**What the exercise asks:**
Can you change every "locate" in the material below to "find", keeping everything else the same and leaving the pictures out of your answer?

Object location annotation data
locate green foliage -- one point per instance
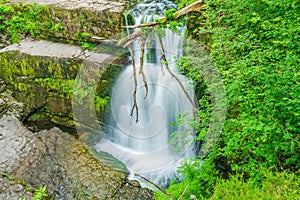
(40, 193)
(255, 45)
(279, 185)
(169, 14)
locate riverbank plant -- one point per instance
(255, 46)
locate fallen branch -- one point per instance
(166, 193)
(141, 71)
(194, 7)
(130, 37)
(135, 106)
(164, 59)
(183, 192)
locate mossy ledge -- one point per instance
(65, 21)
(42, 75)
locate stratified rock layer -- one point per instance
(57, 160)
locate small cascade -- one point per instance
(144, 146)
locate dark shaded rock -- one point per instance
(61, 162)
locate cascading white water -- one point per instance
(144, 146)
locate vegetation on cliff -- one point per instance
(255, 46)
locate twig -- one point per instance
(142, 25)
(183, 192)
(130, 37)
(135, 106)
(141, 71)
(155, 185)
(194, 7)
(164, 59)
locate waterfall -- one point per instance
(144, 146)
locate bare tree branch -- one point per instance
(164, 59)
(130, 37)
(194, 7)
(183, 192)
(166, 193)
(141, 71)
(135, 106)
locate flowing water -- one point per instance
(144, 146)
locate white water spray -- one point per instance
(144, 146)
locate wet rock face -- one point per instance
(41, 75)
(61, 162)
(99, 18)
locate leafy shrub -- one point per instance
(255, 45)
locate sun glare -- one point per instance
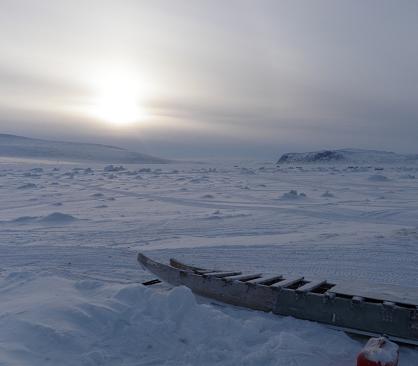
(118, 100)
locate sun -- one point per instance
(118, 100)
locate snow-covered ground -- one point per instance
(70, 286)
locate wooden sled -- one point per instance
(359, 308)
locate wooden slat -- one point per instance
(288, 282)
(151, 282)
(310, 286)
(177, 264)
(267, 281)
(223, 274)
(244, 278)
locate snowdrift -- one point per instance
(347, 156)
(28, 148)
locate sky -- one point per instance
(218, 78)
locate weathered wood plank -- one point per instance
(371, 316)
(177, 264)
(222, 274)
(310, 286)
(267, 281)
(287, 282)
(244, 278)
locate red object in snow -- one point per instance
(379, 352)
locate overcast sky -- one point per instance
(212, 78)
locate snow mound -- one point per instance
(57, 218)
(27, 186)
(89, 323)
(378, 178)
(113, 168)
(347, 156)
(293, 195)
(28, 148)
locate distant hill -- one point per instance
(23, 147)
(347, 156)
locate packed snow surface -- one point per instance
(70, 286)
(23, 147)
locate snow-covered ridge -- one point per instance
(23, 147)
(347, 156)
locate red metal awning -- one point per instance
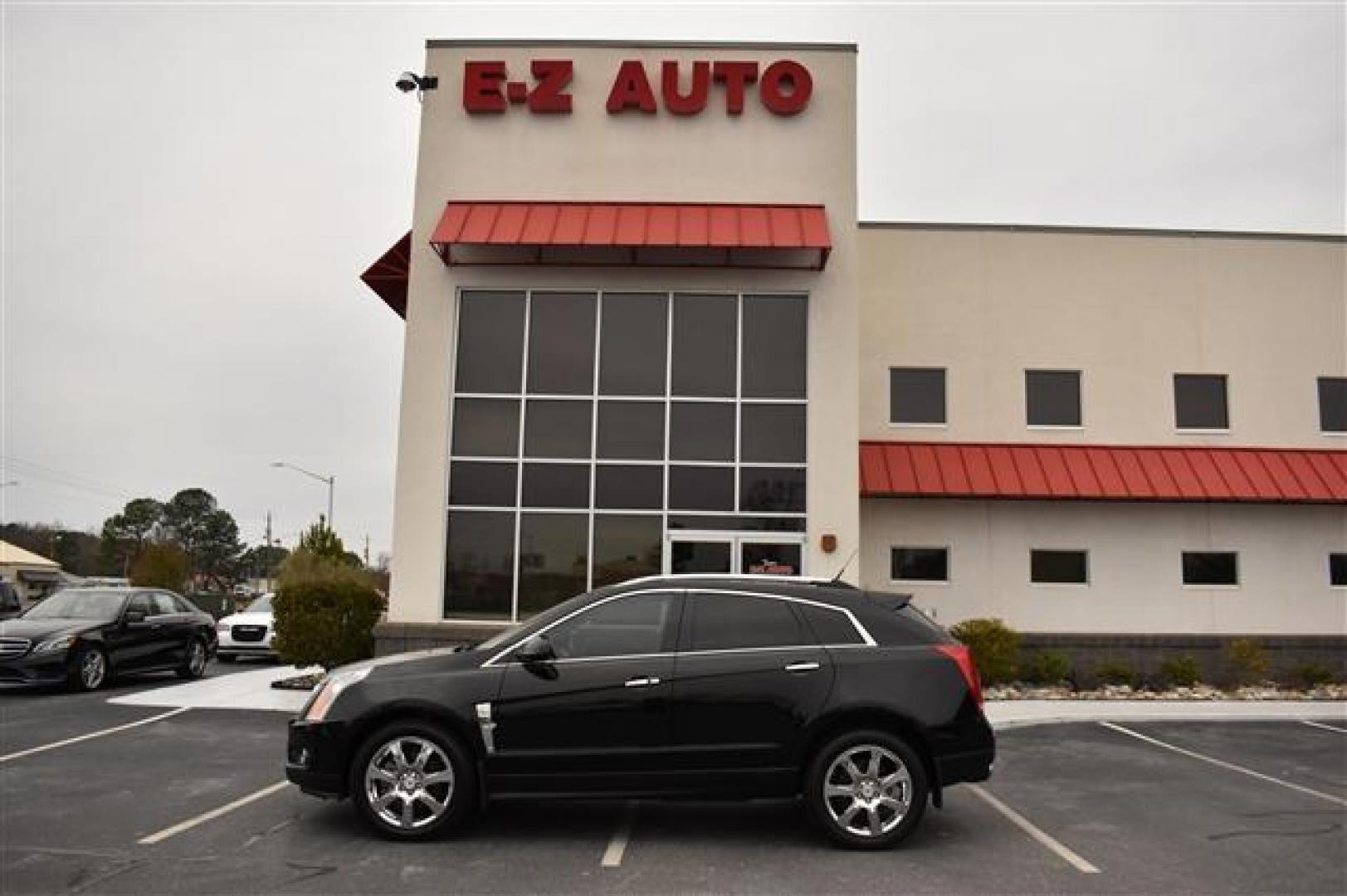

**Written solution:**
find green foliage -- one point per instance
(40, 193)
(255, 45)
(279, 185)
(169, 14)
find riverbank plant -- one point per instance
(255, 46)
find fallen branch -- one point per instance
(166, 193)
(141, 71)
(194, 7)
(130, 37)
(135, 106)
(164, 59)
(183, 192)
find mossy ledge -- one point per instance
(65, 21)
(42, 75)
find stratified rock layer -- one point per instance
(57, 160)
find small cascade -- one point per instance
(144, 146)
find dark shaded rock -- one point per instance
(61, 162)
find cascading white water -- one point per instance
(144, 146)
find vegetation on cliff -- one point per instance
(255, 46)
find twig -- one point per instance
(142, 25)
(183, 192)
(130, 37)
(135, 106)
(141, 71)
(155, 185)
(194, 7)
(164, 59)
find waterfall -- one point per instance
(144, 146)
find bare tree branch -- one point per instance
(164, 59)
(130, 37)
(194, 7)
(183, 192)
(166, 193)
(141, 71)
(135, 106)
find flowing water -- one point per instance
(144, 146)
find white water spray -- one point per instance
(144, 146)
find wet rock face -- one point per instance
(41, 75)
(61, 162)
(99, 18)
find leafy shrub -- one point per instance
(255, 45)
find sun glare -- one point per instance
(118, 100)
find sun -- one point per instance
(118, 100)
find snow-covered ground -- one point per instance
(70, 286)
find wooden sled -- one point per instance
(359, 308)
find wooden slat -- one point per instance
(288, 282)
(151, 282)
(310, 286)
(177, 264)
(267, 281)
(223, 274)
(244, 278)
find snowdrift -- one point per instance
(347, 156)
(28, 148)
find sky -- one point per instance
(218, 78)
find weathered wood plank -- one point per instance
(371, 316)
(177, 264)
(222, 274)
(310, 286)
(267, 281)
(287, 282)
(244, 278)
find red object in snow -- one point per instance
(379, 352)
find overcast sky -- one point per instance
(212, 78)
find snow mound -- one point per instance
(57, 218)
(27, 186)
(89, 323)
(378, 178)
(113, 168)
(347, 156)
(293, 195)
(28, 148)
find distant hill -- one point per instance
(23, 147)
(347, 156)
find packed snow surface -- one point per instance
(70, 286)
(23, 147)
find snow-covered ridge -- one point per instance
(23, 147)
(347, 156)
find red metal awning -- one point per instance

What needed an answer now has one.